Problem: From the records below, transcribe exactly the lines that begin at the line with "Target: green foliage" and end at the line with "Target: refrigerator door handle", both included.
+++ Listed entries +++
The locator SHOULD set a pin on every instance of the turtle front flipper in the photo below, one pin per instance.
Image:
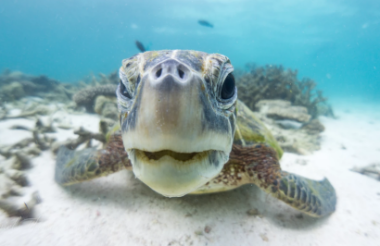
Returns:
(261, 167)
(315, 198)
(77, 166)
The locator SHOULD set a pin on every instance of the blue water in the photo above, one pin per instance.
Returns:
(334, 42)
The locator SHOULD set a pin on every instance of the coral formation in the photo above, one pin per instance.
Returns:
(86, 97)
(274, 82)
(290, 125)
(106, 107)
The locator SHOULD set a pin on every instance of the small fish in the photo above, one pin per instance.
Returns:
+++
+++ Listed entries +++
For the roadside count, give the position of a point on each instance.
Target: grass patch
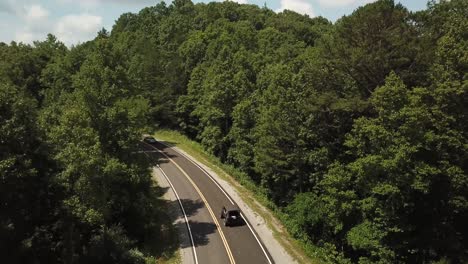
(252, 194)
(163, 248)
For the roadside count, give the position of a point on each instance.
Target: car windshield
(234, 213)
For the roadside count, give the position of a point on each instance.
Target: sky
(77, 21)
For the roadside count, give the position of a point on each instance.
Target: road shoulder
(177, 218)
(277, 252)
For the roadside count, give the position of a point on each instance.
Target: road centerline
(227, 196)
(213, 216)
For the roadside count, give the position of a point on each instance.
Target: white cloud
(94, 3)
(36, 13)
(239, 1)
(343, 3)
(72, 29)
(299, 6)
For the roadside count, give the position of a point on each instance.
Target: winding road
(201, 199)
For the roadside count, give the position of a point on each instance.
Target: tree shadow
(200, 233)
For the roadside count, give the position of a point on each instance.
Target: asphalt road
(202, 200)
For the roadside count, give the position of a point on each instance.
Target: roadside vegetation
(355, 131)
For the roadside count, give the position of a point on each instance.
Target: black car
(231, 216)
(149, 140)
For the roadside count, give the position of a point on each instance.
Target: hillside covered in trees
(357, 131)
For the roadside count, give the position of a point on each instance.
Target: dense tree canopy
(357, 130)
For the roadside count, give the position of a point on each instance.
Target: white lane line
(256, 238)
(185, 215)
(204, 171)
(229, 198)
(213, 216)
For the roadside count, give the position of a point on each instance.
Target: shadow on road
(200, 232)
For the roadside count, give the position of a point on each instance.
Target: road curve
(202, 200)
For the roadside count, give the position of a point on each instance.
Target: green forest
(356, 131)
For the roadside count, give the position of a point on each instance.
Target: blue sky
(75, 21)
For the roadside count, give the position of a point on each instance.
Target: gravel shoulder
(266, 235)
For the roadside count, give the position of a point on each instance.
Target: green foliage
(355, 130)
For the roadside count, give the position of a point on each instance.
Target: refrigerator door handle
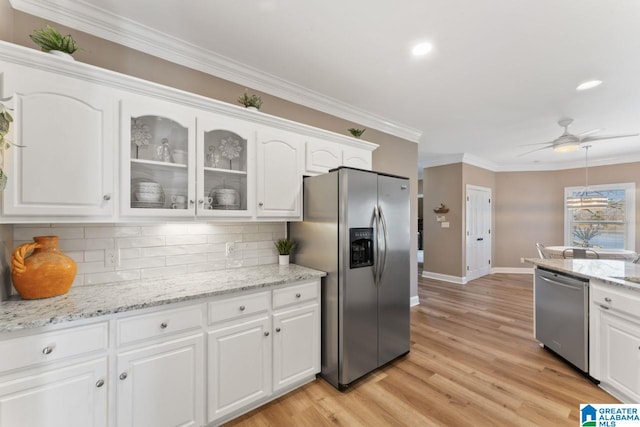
+++
+++ Listed entries +++
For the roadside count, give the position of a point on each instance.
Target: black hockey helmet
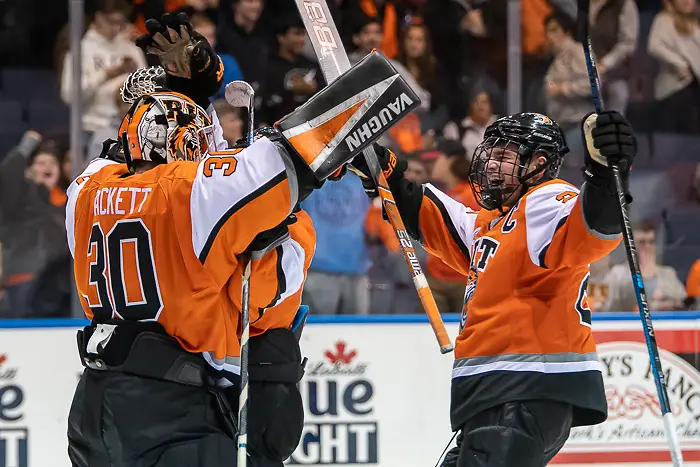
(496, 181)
+++
Solution:
Target: green foliage
(355, 130)
For the roadside count, give the position of a point on each instance.
Target: refrigerator door handle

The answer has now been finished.